[[ Source text, beginning ]]

Monday, July 11, 2022

School-Choice Opponents Can’t Accept Defeat in Arizona

By Charles Hilu

Friday, July 08, 2022

 

Well, they’re not going down without a fight.

 

In response to the Arizona legislature’s passing a massive school-voucher expansion, anti-school-choice groups announced a campaign to kill it. Though Governor Doug Ducey has signed HB 2853 into law, if Save Our Schools Arizona reaches its goal of 118,823 valid signatures by September 25, the measure will go on hold until 2024, when voters will determine its fate as a ballot measure.

 

In its video announcing the effort, it is clear the group is overconfident, assuming that their past victories indicate sure success in the future.

 

By voting to expand school choice, the legislature “dismissed and degraded the will of 1.5 million Arizona voters who overwhelmingly rejected this incredibly unpopular expansion a few short years ago,” says one member of Save Our Schools Arizona.

 

This is a reference to 2018’s Proposition 305, which would have instituted a program similar to the one the government just approved. Although voters rejected the proposal by a margin of 65 percent to 35 percent, it is a mistake to view that earlier defeat as an outright rejection of school choice.

 

While HB 2853 makes all of Arizona’s 1.1 million students immediately eligible for the state’s voucher program, Prop. 305 would have limited the program to a growth of 5,000 per year. This is far from the beau ideal of educational-freedom proponents. As a result, the American Federation for Children, one of the largest school-choice interest groups in the country, as well as the Koch-funded Americans for Prosperity, both abandoned it before election day.

[[ Source text, end ]]

Task item »
Extend the article on the Arizona school-voucher fight, beginning after its last sentence.

[[ Material shown, beginning ]]

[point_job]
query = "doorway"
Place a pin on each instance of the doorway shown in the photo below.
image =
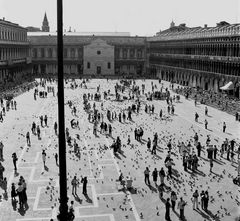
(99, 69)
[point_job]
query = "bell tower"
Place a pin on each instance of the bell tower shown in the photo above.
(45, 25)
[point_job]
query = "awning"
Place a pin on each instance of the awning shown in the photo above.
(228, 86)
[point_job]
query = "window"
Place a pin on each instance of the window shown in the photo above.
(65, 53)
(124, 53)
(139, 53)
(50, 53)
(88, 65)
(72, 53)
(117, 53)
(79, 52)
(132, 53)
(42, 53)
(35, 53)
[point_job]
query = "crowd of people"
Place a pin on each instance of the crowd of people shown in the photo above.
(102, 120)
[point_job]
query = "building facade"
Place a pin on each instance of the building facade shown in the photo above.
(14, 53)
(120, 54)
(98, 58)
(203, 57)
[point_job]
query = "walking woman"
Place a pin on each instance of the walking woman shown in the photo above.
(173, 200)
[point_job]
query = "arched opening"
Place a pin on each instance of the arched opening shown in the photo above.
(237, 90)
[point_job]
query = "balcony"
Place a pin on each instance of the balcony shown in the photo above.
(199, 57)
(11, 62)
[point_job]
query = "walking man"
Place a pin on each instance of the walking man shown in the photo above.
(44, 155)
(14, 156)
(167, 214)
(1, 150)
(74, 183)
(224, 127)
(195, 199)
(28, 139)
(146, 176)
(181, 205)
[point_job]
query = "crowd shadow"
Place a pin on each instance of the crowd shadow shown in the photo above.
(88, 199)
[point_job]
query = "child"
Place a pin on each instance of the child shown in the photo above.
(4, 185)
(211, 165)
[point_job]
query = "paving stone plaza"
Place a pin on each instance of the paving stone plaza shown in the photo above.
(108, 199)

[[ Material shown, end ]]

Output below »
Even if the numbers hadn’t been skewed by Prop. 305 not going far enough, we should remember that people’s views in 2022 aren’t necessarily the same as what they were in 2018 or will be in 2024. In the past few years, parents have seen a global pandemic in which teachers’ unions strong-armed public schools into endorsing virtual learning. Their actions resulted in massive learning loss and social isolation, something few Arizonans, or Americans in general, will forget.

 

For that reason, more policy-makers are growing warmer toward school choice. Last year’s version of HB 2853 failed because three Republicans in the state house sided with Democrats to defeat it. This year, those same three Republicans voted in favor of the measure.

 

More importantly, recent polling has borne out this trend. According to Morning Consult, support among all Arizona adults for education savings accounts, vouchers, and charter schools are all upwards of 60 percent. In polls of only parents of school-aged children, support rose above 70 percent for all three items.

 

It is not unlikely that Save Our Schools Arizona will find the nearly 120,000 people they need to sign their petition, but getting voters to strike down the expansion two years from now will prove much more difficult, especially with the energy from proponents of school choice.

 

Moreover, Save Our Schools members are not making the effort easy for themselves. Each week they put out a report on business in the Arizona legislature. The most recent one includes a meme that implies vouchers are akin to throwing money down the toilet. Considering these types of programs predominantly benefit children from families with lower incomes, that type of rhetoric may not be the most beneficial to them.

 

The case for school choice is stronger than ever. People are realizing that parents — not teachers’ unions and their supporters — know best how to spend money on their children’s education, and they will vote accordingly in 2024.